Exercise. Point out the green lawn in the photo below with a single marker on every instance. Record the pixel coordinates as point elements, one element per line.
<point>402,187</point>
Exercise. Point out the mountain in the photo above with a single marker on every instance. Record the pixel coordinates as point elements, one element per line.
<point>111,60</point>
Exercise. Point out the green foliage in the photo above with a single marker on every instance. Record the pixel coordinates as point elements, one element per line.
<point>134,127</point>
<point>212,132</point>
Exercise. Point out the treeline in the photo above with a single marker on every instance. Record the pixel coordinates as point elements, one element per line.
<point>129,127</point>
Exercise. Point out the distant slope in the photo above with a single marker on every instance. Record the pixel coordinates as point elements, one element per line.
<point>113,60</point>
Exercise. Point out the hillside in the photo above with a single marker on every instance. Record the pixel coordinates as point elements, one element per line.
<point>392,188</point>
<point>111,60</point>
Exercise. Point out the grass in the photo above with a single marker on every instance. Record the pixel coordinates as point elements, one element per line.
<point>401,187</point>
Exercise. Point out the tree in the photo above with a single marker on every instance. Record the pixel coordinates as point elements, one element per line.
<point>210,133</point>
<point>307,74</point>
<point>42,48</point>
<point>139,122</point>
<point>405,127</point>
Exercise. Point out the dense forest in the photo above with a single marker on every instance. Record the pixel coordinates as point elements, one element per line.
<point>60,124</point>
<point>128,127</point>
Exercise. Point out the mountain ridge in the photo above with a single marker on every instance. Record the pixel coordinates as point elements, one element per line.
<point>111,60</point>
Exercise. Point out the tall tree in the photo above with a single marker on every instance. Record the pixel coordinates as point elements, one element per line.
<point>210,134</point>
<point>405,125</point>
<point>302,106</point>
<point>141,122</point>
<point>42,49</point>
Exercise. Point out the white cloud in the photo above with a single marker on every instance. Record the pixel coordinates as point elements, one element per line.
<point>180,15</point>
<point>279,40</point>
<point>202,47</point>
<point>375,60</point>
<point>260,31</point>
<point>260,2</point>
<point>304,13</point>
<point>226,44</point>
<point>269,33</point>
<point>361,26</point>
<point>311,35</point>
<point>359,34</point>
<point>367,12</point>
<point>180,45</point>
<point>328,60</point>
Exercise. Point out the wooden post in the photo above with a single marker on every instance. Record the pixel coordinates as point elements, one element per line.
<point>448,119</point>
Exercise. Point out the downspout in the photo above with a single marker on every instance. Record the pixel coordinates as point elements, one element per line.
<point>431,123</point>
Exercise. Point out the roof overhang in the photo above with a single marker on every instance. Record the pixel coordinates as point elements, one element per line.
§ §
* WHAT IS NEEDED
Write the records above out again, exactly as they are.

* RESPONSE BOX
Exercise. Point out the green lawn in the photo below with a single marker on every instance. Record the pixel coordinates as point elements, one element per line.
<point>402,187</point>
Exercise. Point out the mountain in the photo above with a single marker on every instance. Record the pixel coordinates as point elements, one element per line.
<point>111,60</point>
Exercise. Point out the green foliage in the photo above with a single marker on every instance. Record the pixel coordinates as point elements, one element per line.
<point>134,127</point>
<point>212,132</point>
Exercise. Point out the treeline in the photo above with a single marker on every instance. Record the pixel coordinates as point elements, one element per line.
<point>129,127</point>
Exercise. Point out the distant slope in the photo above with a single marker on every instance. Record the pixel coordinates as point elements, one element per line.
<point>113,60</point>
Exercise. Point out the hillside in the photo above with a single marker on every instance. Record the pixel coordinates as point elements, one element per line.
<point>392,188</point>
<point>111,60</point>
Exercise. Point out the grass in the photo above with a single marker on every instance. Record the pixel coordinates as point elements, one element per line.
<point>401,187</point>
Exercise. Point out the tree in the photo above with a single marker on every instance. Record the pixel coordinates as point elements, one element per line.
<point>210,133</point>
<point>307,74</point>
<point>42,48</point>
<point>139,122</point>
<point>405,127</point>
Exercise. Point out the dense forest in the photo above with a single marker on every instance. Record the pixel coordinates as point elements, one element per line.
<point>60,124</point>
<point>128,127</point>
Exercise. Point out the mountain ridge in the photo above with a single marker on every instance. Record the pixel coordinates as point elements, one element per line.
<point>111,60</point>
Exercise. Point out the tall tree in the photo above with a single marker on every instance. Record the pixel coordinates as point elements, one element per line.
<point>210,134</point>
<point>405,125</point>
<point>302,106</point>
<point>141,122</point>
<point>42,49</point>
Exercise. Point out the white cloud in the photo above with a single marker on every instance. Record the pixel coordinates as point elements, one element per line.
<point>180,15</point>
<point>279,40</point>
<point>202,47</point>
<point>375,60</point>
<point>260,31</point>
<point>260,2</point>
<point>304,13</point>
<point>226,44</point>
<point>269,33</point>
<point>361,26</point>
<point>311,35</point>
<point>359,34</point>
<point>367,12</point>
<point>180,45</point>
<point>328,60</point>
Exercise. Point out the wooden post in the photo above with a single marker on every instance. Record the pixel coordinates as point elements, one element per line.
<point>448,119</point>
Exercise. Point out the downspout in the photo above with a single marker on every instance. Record the pixel coordinates as point elements, one element per line.
<point>431,123</point>
Exercise. Point out the roof overhang in the photo above with a single marker on every instance. Record the pixel coordinates as point elements, one element per line.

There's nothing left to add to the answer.